● **Instructions for the task**
Each record below should be given again exactly as it reads.

Collected data
○ ○ ○ ○
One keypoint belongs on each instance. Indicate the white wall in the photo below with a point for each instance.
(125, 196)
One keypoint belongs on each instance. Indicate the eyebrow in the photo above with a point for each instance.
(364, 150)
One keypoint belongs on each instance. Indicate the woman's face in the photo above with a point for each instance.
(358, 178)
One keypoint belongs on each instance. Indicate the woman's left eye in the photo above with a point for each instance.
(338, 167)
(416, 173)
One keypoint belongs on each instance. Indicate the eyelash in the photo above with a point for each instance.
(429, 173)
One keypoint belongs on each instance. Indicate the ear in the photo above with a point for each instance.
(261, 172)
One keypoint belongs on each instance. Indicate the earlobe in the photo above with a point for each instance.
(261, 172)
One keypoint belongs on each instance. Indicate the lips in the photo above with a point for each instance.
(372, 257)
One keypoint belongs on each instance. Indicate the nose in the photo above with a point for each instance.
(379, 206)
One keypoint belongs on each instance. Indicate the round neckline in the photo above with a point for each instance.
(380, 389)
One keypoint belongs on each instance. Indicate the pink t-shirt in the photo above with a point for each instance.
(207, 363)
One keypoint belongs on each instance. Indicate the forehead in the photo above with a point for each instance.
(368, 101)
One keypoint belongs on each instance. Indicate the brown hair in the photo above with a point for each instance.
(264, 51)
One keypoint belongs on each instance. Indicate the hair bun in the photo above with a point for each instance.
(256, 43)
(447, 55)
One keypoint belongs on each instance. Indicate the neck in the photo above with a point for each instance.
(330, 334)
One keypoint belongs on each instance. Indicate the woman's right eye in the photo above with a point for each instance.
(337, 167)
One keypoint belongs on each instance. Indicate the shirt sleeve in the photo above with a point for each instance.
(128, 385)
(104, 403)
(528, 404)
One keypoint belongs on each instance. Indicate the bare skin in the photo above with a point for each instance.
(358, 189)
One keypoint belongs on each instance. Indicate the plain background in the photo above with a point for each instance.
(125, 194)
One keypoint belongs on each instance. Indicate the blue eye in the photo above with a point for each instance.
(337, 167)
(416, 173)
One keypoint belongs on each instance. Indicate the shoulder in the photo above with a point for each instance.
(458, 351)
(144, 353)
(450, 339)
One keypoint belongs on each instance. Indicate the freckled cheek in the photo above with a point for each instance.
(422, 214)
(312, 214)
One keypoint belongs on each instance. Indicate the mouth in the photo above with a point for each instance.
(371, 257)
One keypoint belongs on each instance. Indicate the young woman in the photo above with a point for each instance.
○ ○ ○ ○
● **Result**
One keypoint belongs on each instance. Indicate the white wall in the photo below with a point for each instance.
(125, 196)
One keypoint belongs on each instance. Indicate the eyebrow in the photo above with a point for each instance.
(364, 150)
One keypoint belongs on each instance. Indicate the woman's face in the photo above with a point for each instance.
(358, 178)
One keypoint belongs on each instance. Indicate the woman's left eye in the photo above with a point for each instance.
(338, 167)
(416, 173)
One keypoint belongs on each instance. Indicate the eyelash in the photo above with a point for each instance.
(429, 173)
One keypoint belongs on each instance. Indicate the ear in the photo above with a point for each instance.
(261, 172)
One keypoint belongs on each instance. Indicate the earlobe in the photo above with a point for each instance.
(261, 172)
One keypoint belongs on each instance. Indicate the lips in the photo above with a point for each instance.
(372, 257)
One keypoint belongs on each instance. Indicate the nose in the photo above with a point for each instance.
(379, 206)
One keypoint belongs on each instance. Indicate the round neckline in the photo above with a point for each instance.
(380, 389)
One keypoint belongs on each instance. Indicate the pink t-shirt in the photo above with a point for each instance.
(207, 363)
One keypoint belongs on each instance. Indicate the forehead in the photo above with a point for each instance.
(368, 101)
One keypoint belongs on each instance. Indicate the brown hair in the photo above with a point for each instance.
(264, 51)
One keypoint belongs on each instance. Indicate the hair bun in the photo above with a point for each instance.
(256, 43)
(447, 55)
One keypoint belongs on each instance. Indicate the neck in the photo above with a point for each instance.
(330, 334)
One keypoint belongs on each instance. Indicate the woman's right eye in the photo above with a point for each instance.
(337, 167)
One keypoint belongs on each instance. Indicate the shirt sleeve in the photo above with a point for each instance.
(128, 385)
(104, 403)
(528, 404)
One keypoint belongs on each instance. Indicate the bare skin in the photo above with a point for each instance.
(358, 189)
One keypoint belongs on each instance. Indicate the plain background in the photo above with a point for each instance.
(125, 194)
One keypoint belongs on each instance. Indicate the blue eye in the photo above with a point for each instance.
(337, 167)
(416, 173)
One keypoint belongs on each instance. Indicate the shoulder in the photo above with a point for each instance.
(458, 351)
(144, 353)
(450, 339)
One keypoint belongs on each instance. Indicate the freckled cheek in the photo above with a point for each instance.
(422, 214)
(312, 214)
One keypoint belongs on each instance. Indicate the mouth in the photo above with a point for each instance.
(371, 257)
One keypoint belongs on each instance. Indicate the young woman in the photo above with a point for each instance.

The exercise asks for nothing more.